REQUIRED WORK:
Change "pixel coordinates" to "x,y coordinates" throughout the entries below, leaving everything else untouched.

— start DATA —

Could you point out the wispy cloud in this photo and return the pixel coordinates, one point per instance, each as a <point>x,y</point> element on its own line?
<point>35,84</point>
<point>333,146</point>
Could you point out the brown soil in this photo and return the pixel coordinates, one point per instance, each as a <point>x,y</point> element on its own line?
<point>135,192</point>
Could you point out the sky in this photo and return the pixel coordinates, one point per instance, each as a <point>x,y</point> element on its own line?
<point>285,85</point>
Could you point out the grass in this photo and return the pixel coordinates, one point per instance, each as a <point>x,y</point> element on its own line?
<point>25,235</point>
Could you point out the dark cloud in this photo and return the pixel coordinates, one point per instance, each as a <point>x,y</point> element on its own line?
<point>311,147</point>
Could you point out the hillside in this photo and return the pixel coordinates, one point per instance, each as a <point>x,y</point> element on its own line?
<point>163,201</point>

— end DATA —

ANSWER TO THIS EXERCISE:
Could you point out the wispy cloud in this photo and return the x,y coordinates, one point per instance, each as a <point>x,y</point> element on its own line?
<point>35,84</point>
<point>333,146</point>
Could you point out the brown soil in this photo and return the x,y coordinates, one point per instance, each as a <point>x,y</point> element on its own line?
<point>135,192</point>
Could you point out the sky in this photo and return the x,y coordinates, one point per instance, each as a <point>x,y</point> element on its own line?
<point>285,85</point>
Could you point out the grass in this photo and return the x,y coordinates, one point per instance, each as a <point>x,y</point> element on its own line?
<point>25,235</point>
Could you point out the dark cloud in this photo and return the x,y coordinates, one point per instance, each as a <point>x,y</point> element on its own line?
<point>311,147</point>
Could you point out the hillside in this photo and return the x,y coordinates, one point per instance, each as a <point>x,y</point> element on its own line?
<point>163,201</point>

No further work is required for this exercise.